• [Excerpt to read]:
1. Episode summary

2. Discussion questions

3. More resources

Episode summary

Having faith does not mean blindly believing things that make no sense. Instead, it means that there are some truths that are too big to fit in our heads in their entirety. If there is a God who created the universe and is outside and infinitely above it, then it makes sense that there would be some things about Him that we can’t comprehend. If we could fit God fully into our minds, we would have minds like God. While we can’t fit everything in our heads, we can still understand enough of the Truth to believe in the rest.

Imagine you have a friend who has never been to the ocean, and you want to prove to him that it exists. So you go to the beach, fill up a bucket of water, collect some shells and sand, maybe take a photo. Then you bring all the evidence to your friend. Looking at that evidence, your friend isn’t going to understand everything about the ocean. However, there will be enough evidence that they can believe that an ocean exists.

Faith requires four things:

  • God’s initiative. “Faith is a grace… a gift of God” (Catechism of the Catholic Church, no. 153). In the same way that your friend can't conjure up the idea of the ocean without your help, we can’t understand God without His help.
  • God’s credible authority. “what moves us to believe is not the fact that revealed truths appear true and intelligible in the light of our natural reason, but the authority of God himself who reveals them and who cannot deceive nor be deceived” (CCC, no. 156). God, who is Truth itself, cannot deceive us.
  • The involvement of our intellect. We don’t just passively accept what we are told. God wants us to consider and make sense of the evidence.

• [Listed entries]:
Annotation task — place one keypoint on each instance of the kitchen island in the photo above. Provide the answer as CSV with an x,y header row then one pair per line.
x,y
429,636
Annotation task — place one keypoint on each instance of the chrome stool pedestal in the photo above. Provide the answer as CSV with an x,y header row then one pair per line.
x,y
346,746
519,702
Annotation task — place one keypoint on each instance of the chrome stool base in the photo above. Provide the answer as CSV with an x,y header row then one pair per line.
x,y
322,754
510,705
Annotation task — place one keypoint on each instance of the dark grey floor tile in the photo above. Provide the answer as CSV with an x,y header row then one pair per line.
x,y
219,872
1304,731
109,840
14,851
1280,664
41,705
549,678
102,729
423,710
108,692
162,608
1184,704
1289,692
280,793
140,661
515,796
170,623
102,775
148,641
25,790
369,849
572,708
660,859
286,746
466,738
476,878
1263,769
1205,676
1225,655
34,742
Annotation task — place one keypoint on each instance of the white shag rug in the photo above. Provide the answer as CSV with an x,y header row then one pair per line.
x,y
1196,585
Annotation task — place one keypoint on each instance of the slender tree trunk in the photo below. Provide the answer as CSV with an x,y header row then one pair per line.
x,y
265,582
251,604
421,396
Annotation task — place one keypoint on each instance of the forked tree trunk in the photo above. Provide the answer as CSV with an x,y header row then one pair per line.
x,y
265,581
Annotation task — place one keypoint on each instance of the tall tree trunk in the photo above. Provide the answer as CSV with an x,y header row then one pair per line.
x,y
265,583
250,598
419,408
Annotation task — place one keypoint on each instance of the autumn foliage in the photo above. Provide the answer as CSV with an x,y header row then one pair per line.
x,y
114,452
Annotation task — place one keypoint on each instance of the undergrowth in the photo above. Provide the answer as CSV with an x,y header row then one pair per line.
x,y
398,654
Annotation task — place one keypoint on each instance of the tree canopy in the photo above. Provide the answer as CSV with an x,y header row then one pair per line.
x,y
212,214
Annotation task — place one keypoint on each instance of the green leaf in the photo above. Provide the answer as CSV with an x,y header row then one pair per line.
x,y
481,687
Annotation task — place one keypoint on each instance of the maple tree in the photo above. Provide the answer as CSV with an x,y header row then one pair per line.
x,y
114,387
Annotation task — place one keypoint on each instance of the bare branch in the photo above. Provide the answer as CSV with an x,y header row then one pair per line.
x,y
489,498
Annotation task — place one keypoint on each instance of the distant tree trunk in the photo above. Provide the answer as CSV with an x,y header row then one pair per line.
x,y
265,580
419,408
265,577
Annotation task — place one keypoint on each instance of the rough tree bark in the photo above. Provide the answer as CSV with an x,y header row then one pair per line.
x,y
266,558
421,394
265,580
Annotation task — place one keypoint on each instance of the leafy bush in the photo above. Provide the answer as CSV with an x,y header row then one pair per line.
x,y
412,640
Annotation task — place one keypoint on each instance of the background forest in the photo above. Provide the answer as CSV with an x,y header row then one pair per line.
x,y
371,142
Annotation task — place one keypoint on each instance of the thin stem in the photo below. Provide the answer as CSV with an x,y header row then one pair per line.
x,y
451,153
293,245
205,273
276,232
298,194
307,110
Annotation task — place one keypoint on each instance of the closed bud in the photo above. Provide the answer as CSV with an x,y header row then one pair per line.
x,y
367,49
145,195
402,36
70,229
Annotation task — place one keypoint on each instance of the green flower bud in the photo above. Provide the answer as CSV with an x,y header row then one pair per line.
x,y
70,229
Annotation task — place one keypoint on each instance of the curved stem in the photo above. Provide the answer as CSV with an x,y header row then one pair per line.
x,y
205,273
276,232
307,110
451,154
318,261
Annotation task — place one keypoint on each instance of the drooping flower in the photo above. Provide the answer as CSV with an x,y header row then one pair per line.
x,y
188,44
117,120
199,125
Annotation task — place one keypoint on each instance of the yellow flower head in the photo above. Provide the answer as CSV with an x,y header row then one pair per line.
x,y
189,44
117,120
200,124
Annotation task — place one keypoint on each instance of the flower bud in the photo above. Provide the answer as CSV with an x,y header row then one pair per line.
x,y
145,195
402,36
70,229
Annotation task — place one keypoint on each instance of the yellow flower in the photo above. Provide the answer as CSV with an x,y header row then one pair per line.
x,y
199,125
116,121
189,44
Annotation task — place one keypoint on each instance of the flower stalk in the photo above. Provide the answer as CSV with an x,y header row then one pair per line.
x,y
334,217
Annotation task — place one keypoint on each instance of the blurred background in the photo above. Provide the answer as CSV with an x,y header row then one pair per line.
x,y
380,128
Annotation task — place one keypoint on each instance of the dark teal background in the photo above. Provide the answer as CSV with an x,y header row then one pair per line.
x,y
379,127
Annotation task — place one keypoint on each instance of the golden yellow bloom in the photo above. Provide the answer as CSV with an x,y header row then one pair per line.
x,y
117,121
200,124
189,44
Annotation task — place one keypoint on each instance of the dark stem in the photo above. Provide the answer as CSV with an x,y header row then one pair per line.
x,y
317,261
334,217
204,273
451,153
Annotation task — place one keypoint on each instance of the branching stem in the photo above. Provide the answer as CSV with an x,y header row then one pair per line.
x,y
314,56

• [Exercise task 1]: Repeat the passage on faith from "Faith requires four" to "without His help.".
• [Exercise task 2]: Lay out the rows from the line with "the flower stalk" through the final line of the rows as a Markdown table with the columns No. and Line, numbering each line and omitting blank ones.
The passage on faith and the rows have no connection to each other.

• [Output 1]:
Faith requires four things:

  • God’s initiative. “Faith is a grace… a gift of God” (Catechism of the Catholic Church, no. 153). In the same way that your friend can't conjure up the idea of the ocean without your help, we can’t understand God without His help.

• [Output 2]:
| No. | Line |
|---|---|
| 1 | Annotation task — place one keypoint on each instance of the flower stalk in the photo above. Provide the answer as CSV with an x,y header row then one pair per line. |
| 2 | x,y |
| 3 | 334,217 |
| 4 | Annotation task — place one keypoint on each instance of the blurred background in the photo above. Provide the answer as CSV with an x,y header row then one pair per line. |
| 5 | x,y |
| 6 | 380,128 |
| 7 | Annotation task — place one keypoint on each instance of the dark teal background in the photo above. Provide the answer as CSV with an x,y header row then one pair per line. |
| 8 | x,y |
| 9 | 379,127 |
| 10 | Annotation task — place one keypoint on each instance of the golden yellow bloom in the photo above. Provide the answer as CSV with an x,y header row then one pair per line. |
| 11 | x,y |
| 12 | 117,121 |
| 13 | 200,124 |
| 14 | 189,44 |
| 15 | Annotation task — place one keypoint on each instance of the dark stem in the photo above. Provide the answer as CSV with an x,y header row then one pair per line. |
| 16 | x,y |
| 17 | 317,261 |
| 18 | 334,217 |
| 19 | 204,273 |
| 20 | 451,153 |
| 21 | Annotation task — place one keypoint on each instance of the branching stem in the photo above. Provide the answer as CSV with an x,y header row then one pair per line. |
| 22 | x,y |
| 23 | 314,56 |